* 연습 목표 *
아래 항목 가운데 "handle"라는 단어가 들어간 줄을 하나도 빠짐없이 보여 주세요.

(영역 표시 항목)
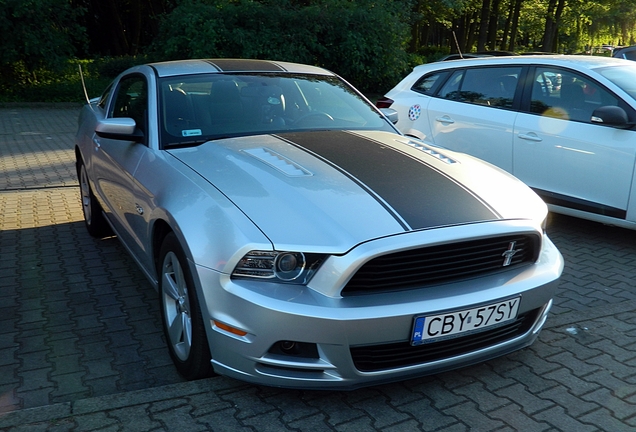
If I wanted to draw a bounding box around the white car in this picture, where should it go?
[377,56,636,229]
[76,59,563,388]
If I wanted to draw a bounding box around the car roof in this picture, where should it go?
[414,55,625,72]
[148,59,334,77]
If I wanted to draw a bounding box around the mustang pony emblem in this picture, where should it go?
[501,241,521,267]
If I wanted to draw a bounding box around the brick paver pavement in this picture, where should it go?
[0,106,636,432]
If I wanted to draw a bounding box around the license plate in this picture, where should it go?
[411,297,521,345]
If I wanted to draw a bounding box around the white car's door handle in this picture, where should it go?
[518,132,543,142]
[435,116,455,124]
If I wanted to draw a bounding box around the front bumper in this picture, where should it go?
[197,231,563,389]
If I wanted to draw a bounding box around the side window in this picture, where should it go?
[439,70,464,100]
[112,75,148,132]
[530,67,619,123]
[440,67,521,108]
[411,72,448,95]
[97,84,113,110]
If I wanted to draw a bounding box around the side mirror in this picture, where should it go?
[95,117,144,142]
[380,108,398,124]
[590,106,632,129]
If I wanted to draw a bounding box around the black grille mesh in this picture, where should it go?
[350,309,540,372]
[342,235,541,296]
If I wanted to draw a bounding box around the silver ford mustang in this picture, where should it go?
[75,59,563,389]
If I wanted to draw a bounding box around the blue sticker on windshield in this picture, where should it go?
[409,105,422,121]
[181,129,203,136]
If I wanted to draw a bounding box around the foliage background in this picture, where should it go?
[0,0,636,102]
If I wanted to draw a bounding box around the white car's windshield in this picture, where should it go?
[159,73,394,146]
[597,62,636,100]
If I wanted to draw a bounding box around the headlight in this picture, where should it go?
[232,251,324,285]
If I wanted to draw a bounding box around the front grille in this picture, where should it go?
[350,309,540,372]
[342,235,541,296]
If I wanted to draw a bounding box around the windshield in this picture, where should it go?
[597,65,636,100]
[159,73,395,146]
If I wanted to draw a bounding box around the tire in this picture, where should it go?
[77,162,111,238]
[159,233,212,380]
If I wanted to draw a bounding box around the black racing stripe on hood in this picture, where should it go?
[279,131,498,229]
[208,59,285,72]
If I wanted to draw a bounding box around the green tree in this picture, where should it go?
[153,0,410,91]
[0,0,86,73]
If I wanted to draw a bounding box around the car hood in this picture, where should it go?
[169,131,545,253]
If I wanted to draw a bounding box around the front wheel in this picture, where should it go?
[77,162,110,238]
[159,233,212,380]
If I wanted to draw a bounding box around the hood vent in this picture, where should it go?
[242,147,312,177]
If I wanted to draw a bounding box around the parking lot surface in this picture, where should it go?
[0,105,636,432]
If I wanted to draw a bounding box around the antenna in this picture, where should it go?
[77,64,91,106]
[453,30,464,59]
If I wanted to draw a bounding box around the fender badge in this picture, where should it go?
[409,105,422,121]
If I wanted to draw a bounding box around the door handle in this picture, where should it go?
[517,132,543,142]
[435,115,455,124]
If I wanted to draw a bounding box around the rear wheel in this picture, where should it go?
[159,233,212,380]
[77,162,110,237]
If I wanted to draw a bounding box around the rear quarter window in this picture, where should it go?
[439,67,521,108]
[411,71,449,95]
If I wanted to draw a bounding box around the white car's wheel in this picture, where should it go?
[77,162,110,237]
[159,233,212,380]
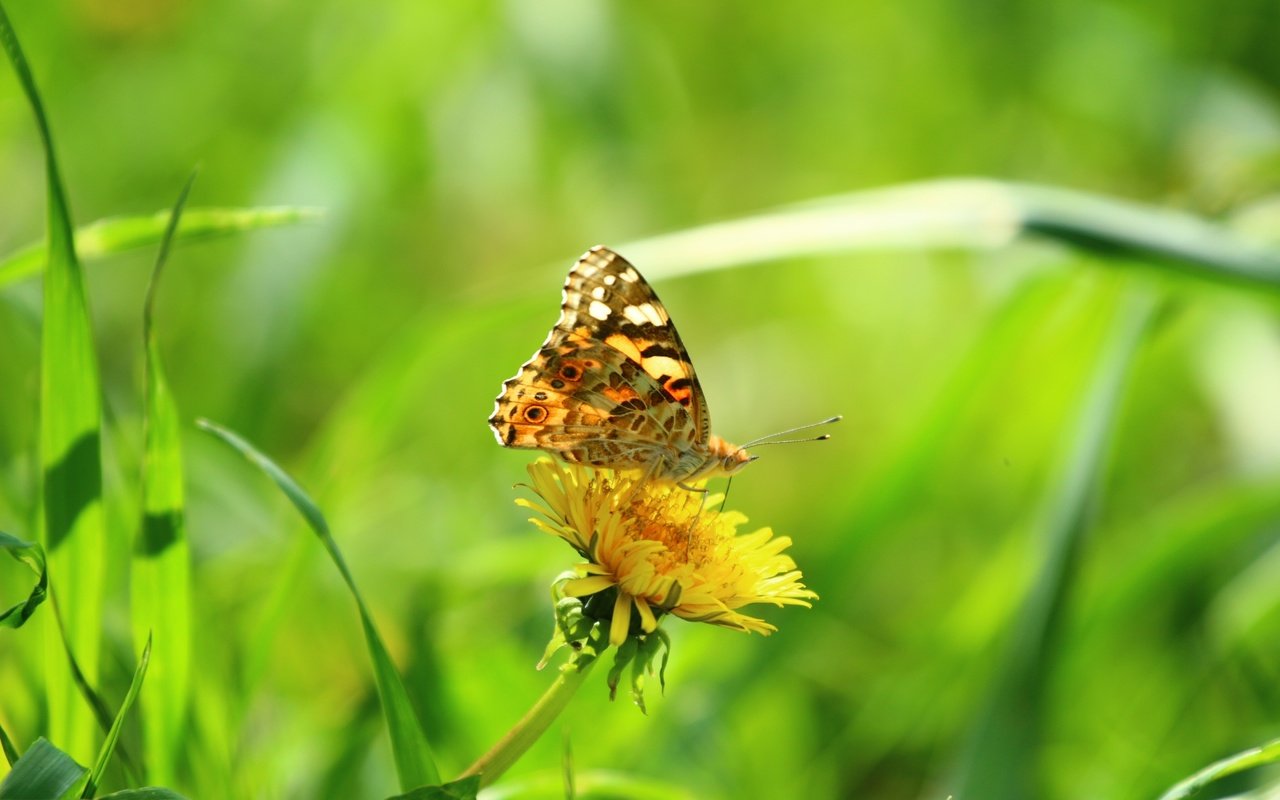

* 연습 결과 *
If I wanted to draw a bounding box around the white car's door handle in this picture, where should it go?
If I wanted to draw a bounding box around the door handle in this picture, where should it go?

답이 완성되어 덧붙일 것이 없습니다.